-- START OF Information given --

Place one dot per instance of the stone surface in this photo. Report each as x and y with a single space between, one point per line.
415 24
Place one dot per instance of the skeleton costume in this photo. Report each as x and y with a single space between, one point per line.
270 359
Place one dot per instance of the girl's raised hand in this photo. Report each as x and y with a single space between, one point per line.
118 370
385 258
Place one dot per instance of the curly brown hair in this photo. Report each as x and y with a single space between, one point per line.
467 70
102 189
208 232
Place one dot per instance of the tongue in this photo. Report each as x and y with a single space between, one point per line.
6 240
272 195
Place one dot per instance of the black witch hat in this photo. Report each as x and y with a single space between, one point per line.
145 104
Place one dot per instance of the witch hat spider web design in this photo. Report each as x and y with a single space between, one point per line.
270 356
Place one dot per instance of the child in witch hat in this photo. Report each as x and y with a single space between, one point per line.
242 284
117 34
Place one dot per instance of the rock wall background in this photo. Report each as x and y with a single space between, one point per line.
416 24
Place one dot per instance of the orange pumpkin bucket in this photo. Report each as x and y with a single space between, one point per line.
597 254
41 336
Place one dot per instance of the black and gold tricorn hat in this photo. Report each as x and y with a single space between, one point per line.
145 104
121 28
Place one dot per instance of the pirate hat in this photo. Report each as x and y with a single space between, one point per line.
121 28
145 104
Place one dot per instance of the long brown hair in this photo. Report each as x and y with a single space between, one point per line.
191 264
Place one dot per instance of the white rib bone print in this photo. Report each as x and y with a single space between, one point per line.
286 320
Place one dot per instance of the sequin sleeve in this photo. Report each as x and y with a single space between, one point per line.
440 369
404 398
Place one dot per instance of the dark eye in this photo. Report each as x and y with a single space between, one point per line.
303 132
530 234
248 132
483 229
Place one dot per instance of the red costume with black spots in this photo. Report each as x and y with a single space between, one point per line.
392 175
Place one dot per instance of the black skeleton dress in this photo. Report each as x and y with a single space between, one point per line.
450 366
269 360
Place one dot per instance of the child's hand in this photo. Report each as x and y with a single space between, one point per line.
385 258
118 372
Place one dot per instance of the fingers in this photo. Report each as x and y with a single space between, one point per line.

-- END OF Information given --

Copy out the whole listing above word for word, from its first line through its last.

Place one dot per instance of the stone surface in this photo. Report each as x and y with a single space between, one point per line.
415 24
Place one dot per instance of the skeleton costume in this photo. Report each as x and y with a single space between, one point per line.
270 359
Place one dot per instance of the girl's raised hand in this photo. Report each as x and y with a single space between, one point per line.
118 370
385 258
Place one dot per instance of the curly brown hair in this photo. Report each as x and y with a single space between, one point per line.
467 70
102 189
208 232
Place one dot per instance of the tongue in this photo. Report each as x and y with a single space between, one point per line.
6 240
272 195
Place one dot per instance of the black witch hat in this photo. Report each as x and y with a single space between, one point per line.
145 104
Place one dot per instance of the witch hat spider web design in this photo. Report each as x and y with a single space between, one point per line.
270 356
Place one dot per instance of the child in witch hat in this photo. Report each as x and y with a single space between, one point per line.
242 284
117 34
Place one dot per instance of the rock wall background in this photo. Report each as x and y with a single space between, one point per line.
416 24
Place one dot per instance of the orange pumpkin bucket in this photo. Report each as x and y with a single space between, one point per line.
597 254
41 336
Place one dot per instance of the black and gold tricorn hat in this photo. Report each as x and y with a single space between, one point per line.
145 104
121 28
Place one dot per instance of the pirate hat in this photo. Report each as x and y with a single space between, one point per line.
121 28
145 104
Place one dot per instance of the long brown hair in this photo. Report each as x and y with a single space between, one point per line.
191 264
Place one dot per instance of the white rib bone print in this photo. Report each as x and y with a single space between, one point per line.
286 320
Place one dot per instance of the sequin sleeve in this photo. Report each as x and y with a single space between, one point per line.
440 369
404 398
Place one dot per instance of the dark eye in this photo. Report each as x and y with a single space between, one point per line.
303 132
530 234
248 132
483 229
Place one dot per instance of the red costume with black spots in this photo. Report each as x and y with a single space between, one point per line.
392 175
Place one dot per instance of the black skeleton dress in this photo. Report each as x and y with a single space between, one point per line.
450 366
269 360
Place one dot per instance of the child's hand in this photo. Report each as x and y with a single space between, one point per line.
385 258
118 372
Place one dot per instance of the fingers in this photo. Report each as x and y with a single space between, one point per line.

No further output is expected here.